### BRIEF
Locate the line that contains "Where can the wooden shelf". Copy it and every following line through the end of the records, exactly, and include nothing else.

Point placement records:

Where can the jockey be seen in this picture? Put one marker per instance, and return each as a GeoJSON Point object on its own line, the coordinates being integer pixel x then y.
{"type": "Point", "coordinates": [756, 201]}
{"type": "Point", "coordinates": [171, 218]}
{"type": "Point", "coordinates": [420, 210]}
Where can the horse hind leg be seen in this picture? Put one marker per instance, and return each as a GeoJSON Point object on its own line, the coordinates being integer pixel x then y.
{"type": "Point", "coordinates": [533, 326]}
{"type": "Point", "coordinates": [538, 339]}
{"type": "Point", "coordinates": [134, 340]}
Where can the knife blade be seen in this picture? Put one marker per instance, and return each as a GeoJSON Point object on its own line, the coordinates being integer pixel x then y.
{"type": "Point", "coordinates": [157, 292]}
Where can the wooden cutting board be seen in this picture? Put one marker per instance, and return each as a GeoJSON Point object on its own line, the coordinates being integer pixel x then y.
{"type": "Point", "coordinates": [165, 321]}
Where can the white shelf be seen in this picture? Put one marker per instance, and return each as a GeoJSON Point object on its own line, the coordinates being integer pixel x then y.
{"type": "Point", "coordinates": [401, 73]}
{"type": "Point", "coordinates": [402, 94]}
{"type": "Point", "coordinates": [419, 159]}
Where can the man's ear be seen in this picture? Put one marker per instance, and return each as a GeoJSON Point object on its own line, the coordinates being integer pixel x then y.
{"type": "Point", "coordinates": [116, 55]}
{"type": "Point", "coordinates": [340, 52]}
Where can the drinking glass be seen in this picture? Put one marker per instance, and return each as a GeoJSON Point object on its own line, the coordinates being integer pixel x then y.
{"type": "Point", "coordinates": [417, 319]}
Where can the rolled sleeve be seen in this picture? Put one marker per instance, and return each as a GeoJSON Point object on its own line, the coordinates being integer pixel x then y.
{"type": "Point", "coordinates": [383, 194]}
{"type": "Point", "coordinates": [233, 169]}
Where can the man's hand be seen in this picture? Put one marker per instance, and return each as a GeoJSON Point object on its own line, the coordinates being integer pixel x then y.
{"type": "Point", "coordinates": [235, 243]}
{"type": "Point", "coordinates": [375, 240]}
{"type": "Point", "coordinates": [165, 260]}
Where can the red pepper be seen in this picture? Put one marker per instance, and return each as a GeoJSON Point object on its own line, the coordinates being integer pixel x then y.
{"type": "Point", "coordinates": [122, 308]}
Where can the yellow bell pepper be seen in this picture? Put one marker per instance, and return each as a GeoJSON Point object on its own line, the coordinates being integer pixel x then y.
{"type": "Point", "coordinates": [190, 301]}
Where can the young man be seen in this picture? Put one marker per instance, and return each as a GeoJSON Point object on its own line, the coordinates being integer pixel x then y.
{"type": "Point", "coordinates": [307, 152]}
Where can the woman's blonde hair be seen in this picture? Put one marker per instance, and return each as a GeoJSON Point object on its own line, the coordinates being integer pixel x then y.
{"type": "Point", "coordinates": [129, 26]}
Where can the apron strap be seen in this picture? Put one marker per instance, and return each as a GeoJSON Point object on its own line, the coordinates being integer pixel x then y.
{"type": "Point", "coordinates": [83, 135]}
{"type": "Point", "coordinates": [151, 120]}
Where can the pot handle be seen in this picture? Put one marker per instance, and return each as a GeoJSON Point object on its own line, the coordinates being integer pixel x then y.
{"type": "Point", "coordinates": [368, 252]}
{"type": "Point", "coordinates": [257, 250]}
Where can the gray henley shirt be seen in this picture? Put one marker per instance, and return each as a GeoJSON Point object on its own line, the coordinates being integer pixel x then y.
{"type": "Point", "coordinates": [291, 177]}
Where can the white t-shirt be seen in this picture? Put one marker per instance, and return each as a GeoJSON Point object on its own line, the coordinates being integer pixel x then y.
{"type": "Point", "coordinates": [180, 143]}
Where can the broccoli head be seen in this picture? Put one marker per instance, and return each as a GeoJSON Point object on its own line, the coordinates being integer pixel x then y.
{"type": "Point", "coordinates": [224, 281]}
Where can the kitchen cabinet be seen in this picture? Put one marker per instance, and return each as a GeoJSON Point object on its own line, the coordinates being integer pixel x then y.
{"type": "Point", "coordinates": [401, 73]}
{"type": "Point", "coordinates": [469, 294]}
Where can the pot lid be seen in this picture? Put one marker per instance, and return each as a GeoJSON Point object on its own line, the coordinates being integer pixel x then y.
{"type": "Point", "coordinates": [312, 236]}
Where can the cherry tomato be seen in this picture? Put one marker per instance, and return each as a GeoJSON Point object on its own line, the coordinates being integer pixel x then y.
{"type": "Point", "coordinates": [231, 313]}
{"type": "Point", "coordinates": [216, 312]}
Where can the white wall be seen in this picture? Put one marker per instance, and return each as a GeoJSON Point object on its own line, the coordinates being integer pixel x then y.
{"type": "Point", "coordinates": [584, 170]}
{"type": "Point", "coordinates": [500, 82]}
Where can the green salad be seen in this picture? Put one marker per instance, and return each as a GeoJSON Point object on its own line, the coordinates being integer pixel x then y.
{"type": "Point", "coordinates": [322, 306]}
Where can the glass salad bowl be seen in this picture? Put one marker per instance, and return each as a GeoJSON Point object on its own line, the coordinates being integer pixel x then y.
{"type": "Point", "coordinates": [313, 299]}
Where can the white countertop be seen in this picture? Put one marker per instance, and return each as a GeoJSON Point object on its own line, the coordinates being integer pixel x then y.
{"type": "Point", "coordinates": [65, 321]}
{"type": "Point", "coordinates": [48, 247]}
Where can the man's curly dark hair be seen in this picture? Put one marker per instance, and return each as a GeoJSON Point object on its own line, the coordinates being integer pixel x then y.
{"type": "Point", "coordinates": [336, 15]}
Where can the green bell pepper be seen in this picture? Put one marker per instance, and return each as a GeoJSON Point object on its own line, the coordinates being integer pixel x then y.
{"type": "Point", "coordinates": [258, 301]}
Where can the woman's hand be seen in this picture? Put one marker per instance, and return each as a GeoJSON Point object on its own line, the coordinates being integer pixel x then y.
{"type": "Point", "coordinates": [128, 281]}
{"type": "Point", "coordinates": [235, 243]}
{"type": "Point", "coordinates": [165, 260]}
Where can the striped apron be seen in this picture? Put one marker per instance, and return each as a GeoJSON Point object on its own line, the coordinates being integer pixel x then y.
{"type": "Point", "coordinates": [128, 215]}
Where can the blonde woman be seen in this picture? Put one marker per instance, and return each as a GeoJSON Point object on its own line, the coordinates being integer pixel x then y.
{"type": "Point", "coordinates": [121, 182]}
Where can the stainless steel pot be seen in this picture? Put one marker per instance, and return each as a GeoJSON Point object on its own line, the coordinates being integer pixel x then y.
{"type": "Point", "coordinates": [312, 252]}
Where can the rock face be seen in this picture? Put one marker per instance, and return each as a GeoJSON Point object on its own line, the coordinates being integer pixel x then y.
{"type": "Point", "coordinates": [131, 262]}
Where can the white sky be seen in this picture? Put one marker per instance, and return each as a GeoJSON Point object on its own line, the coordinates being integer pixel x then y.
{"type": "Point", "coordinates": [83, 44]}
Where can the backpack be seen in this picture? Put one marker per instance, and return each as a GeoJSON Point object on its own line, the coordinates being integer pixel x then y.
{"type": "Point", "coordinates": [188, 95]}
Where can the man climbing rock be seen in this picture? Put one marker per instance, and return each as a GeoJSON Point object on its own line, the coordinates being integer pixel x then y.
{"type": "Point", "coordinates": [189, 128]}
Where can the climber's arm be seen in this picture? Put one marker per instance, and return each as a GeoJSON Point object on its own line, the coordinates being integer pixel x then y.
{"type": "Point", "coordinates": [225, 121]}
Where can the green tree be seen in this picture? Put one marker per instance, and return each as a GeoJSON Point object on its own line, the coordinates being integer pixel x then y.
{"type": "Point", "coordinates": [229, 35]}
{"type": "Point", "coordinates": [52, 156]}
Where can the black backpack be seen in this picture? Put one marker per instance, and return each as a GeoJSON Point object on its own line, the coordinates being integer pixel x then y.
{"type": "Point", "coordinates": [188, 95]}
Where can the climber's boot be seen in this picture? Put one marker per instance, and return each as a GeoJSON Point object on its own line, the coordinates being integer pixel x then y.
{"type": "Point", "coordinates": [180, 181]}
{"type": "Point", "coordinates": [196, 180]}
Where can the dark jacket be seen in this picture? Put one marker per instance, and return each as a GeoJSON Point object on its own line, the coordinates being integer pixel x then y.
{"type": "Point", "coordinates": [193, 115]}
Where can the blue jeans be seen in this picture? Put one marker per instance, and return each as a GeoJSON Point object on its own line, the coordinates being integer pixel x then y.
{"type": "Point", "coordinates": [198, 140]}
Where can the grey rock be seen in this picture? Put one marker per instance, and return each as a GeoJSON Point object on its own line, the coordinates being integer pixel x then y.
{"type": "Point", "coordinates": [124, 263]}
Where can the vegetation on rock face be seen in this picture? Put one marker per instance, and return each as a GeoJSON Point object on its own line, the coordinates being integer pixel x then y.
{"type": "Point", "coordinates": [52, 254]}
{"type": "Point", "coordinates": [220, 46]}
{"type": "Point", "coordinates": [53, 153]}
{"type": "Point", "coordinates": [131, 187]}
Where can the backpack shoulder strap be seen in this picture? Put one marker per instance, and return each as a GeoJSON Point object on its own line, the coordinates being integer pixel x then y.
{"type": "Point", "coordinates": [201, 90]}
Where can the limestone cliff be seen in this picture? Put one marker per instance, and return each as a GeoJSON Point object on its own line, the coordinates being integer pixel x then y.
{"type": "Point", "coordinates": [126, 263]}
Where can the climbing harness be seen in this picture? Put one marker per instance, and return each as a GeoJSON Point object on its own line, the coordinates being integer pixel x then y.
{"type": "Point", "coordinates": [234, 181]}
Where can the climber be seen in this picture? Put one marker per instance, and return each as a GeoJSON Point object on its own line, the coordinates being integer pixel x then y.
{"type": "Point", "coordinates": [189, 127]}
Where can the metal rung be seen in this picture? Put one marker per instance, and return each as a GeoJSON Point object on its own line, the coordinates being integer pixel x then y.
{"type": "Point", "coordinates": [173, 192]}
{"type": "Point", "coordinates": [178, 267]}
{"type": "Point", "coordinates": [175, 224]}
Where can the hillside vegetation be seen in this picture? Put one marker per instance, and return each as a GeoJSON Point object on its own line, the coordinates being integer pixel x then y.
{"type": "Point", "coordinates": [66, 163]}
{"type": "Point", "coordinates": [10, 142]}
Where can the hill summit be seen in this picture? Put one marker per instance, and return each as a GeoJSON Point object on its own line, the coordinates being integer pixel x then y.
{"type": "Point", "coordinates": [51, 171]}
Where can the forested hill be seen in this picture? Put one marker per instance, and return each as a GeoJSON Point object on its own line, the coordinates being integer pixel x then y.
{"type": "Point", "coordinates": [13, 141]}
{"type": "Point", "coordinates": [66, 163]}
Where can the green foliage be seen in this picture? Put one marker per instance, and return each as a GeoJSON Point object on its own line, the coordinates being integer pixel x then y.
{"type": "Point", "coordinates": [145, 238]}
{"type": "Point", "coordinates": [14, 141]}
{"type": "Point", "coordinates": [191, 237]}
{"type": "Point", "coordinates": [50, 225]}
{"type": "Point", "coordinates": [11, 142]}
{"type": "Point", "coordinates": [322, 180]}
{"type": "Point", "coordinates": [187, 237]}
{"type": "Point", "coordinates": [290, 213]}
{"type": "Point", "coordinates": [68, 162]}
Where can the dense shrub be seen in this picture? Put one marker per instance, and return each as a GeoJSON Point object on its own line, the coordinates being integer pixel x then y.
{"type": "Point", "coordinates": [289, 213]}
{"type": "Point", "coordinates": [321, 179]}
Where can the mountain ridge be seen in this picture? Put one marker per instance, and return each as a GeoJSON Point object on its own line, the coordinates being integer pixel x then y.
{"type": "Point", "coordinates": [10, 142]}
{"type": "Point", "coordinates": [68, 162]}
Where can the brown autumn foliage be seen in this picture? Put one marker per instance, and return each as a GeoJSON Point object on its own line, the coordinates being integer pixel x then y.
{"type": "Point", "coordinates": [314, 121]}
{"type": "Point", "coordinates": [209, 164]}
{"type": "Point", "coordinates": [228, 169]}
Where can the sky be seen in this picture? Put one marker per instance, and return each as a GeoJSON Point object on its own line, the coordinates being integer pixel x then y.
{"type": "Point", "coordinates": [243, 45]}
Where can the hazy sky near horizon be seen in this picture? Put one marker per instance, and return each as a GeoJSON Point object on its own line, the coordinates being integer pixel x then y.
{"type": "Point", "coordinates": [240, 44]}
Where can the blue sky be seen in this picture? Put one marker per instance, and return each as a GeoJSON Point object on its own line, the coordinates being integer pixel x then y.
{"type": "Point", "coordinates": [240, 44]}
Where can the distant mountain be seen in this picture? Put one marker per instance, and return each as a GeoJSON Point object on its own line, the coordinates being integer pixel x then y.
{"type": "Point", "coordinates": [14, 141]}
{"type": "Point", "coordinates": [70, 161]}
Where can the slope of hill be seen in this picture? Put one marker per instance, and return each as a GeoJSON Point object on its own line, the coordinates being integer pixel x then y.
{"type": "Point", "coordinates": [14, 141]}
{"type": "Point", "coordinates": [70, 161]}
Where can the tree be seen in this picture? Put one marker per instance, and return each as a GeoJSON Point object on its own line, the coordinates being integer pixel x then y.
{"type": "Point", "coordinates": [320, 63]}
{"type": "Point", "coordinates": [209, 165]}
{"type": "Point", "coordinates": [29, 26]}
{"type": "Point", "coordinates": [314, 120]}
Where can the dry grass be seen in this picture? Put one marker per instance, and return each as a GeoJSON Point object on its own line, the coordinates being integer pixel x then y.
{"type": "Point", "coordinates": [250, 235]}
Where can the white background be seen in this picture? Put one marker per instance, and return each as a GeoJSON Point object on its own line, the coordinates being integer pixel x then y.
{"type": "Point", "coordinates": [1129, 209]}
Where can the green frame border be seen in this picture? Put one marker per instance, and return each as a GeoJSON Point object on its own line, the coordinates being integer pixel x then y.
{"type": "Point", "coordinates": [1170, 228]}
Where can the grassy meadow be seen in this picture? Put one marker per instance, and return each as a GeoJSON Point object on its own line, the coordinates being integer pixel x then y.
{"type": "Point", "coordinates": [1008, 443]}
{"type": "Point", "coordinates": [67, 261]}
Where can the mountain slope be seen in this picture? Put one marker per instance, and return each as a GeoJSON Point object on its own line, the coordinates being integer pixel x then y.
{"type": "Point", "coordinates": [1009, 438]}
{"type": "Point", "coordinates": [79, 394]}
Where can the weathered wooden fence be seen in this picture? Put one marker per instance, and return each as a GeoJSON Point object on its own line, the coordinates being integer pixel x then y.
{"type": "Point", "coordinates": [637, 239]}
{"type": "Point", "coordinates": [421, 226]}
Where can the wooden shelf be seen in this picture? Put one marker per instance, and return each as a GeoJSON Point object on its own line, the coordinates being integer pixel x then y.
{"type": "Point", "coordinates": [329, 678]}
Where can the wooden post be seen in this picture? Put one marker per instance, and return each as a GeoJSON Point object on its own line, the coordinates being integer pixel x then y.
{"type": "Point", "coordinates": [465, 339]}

### SOLUTION
Where can the wooden shelf be seen in this picture? Put one marker per instance, and return each as a GeoJSON Point object on its own line, the coordinates being integer pixel x then y.
{"type": "Point", "coordinates": [329, 678]}
Where can the wooden post be seen in this picture? Put one marker per instance, and return each as a GeoJSON Point object on its own line, the coordinates being integer pixel x then y.
{"type": "Point", "coordinates": [465, 339]}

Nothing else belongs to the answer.